4.3 Other Termination. Upon termination of Executive’s employment during the Term (a) by Company with Cause or due to the death or Disability of Executive, or (b) by Executive for any reason other than Good Reason, Executive shall be entitled to receive the following:
(i) salary earned and accrued through the Date of Termination payable on or before the next pay day;
(ii) any reasonable expenses incurred by Executive in furtherance of or in connection with Company’s business that have not already been paid by Company through the Date of Termination payable on or before the next pay day; and
(iii) any benefits accrued through the Date of Termination under any applicable benefits plans or programs of Company payable on or before the next pay day.
4.4 Cooperation with Company After Termination of Employment. Following termination of Executive’s employment for any reason, Executive shall reasonably cooperate with Company in all matters relating to the winding up of his pending work on behalf of Company including, but not limited to, any litigation in which Company is involved, and the orderly transfer of any such pending work to other employees of Company as may be designated by Company. Company agrees to pay Executive for any out-of-pocket expenses Executive incurs in furtherance of or in connection with winding down activities and to indemnify Executive for all costs associated with any litigation, arbitration, or dispute in which Company is involved, including attorney’s fees, other than any dispute arising under this Agreement. To the extent Executive is required to perform work on Company’s behalf following the Date of Termination, Company agrees to pay Executive a consulting fee at a rate agreed upon in writing by the parties.

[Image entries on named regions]
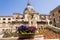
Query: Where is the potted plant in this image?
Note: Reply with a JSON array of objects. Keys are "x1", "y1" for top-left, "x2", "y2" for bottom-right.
[{"x1": 17, "y1": 25, "x2": 37, "y2": 39}]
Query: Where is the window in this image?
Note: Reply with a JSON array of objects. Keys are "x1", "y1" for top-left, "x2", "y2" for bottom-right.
[
  {"x1": 58, "y1": 10, "x2": 60, "y2": 13},
  {"x1": 16, "y1": 17, "x2": 19, "y2": 19},
  {"x1": 8, "y1": 18, "x2": 11, "y2": 20},
  {"x1": 53, "y1": 13, "x2": 54, "y2": 16},
  {"x1": 54, "y1": 18, "x2": 56, "y2": 23},
  {"x1": 3, "y1": 22, "x2": 5, "y2": 23},
  {"x1": 3, "y1": 18, "x2": 6, "y2": 20}
]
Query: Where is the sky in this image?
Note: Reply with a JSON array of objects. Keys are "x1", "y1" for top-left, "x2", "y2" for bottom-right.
[{"x1": 0, "y1": 0, "x2": 60, "y2": 16}]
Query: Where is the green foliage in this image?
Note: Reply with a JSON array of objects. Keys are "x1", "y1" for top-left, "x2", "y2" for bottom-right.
[{"x1": 45, "y1": 27, "x2": 60, "y2": 34}]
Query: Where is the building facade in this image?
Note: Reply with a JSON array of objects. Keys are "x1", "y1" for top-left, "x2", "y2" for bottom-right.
[
  {"x1": 50, "y1": 5, "x2": 60, "y2": 27},
  {"x1": 0, "y1": 2, "x2": 60, "y2": 28}
]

*OBJECTIVES*:
1. Answer these questions from the termination provisions above:
(a) By when must the amounts listed under section 4.3 be paid?
(b) Which kind of dispute is excluded from Company's indemnification of Executive?
(c) How is the rate of the consulting fee for post-termination work set?
2. Translate this sentence from the termination provisions into Spanish: "To the extent Executive is required to perform work on Company's behalf following the Date of Termination, Company agrees to pay Executive a consulting fee at a rate agreed upon in writing by the parties."
3. Recast the paragraph of the termination provisions beginning "4.4 Cooperation with Company After Termination of Employment" as a short bulleted list that keeps its main facts.

*ANSWERS TO THE PROBLEMS*:
1.
(a) On or before the next pay day.
(b) Any dispute arising under this Agreement.
(c) It is a rate agreed upon in writing by the parties.

2. En la medida en que se requiera que el Ejecutivo realice trabajos en nombre de la Compañía después de la Fecha de Terminación, la Compañía acepta pagar al Ejecutivo una tarifa de consultoría a una tasa acordada por escrito entre las partes.

3.
- After termination for any reason, Executive must reasonably cooperate with Company in winding up pending work. This includes any litigation involving Company and the orderly transfer of that work to employees Company designates.
- Company pays Executive's out-of-pocket expenses for winding-down activities.
- Company indemnifies Executive for all costs, including attorney's fees, of any litigation, arbitration, or dispute involving Company. Disputes arising under this Agreement are excepted.
- If Executive must work on Company's behalf after the Date of Termination, Company pays a consulting fee at a rate the parties agree on in writing.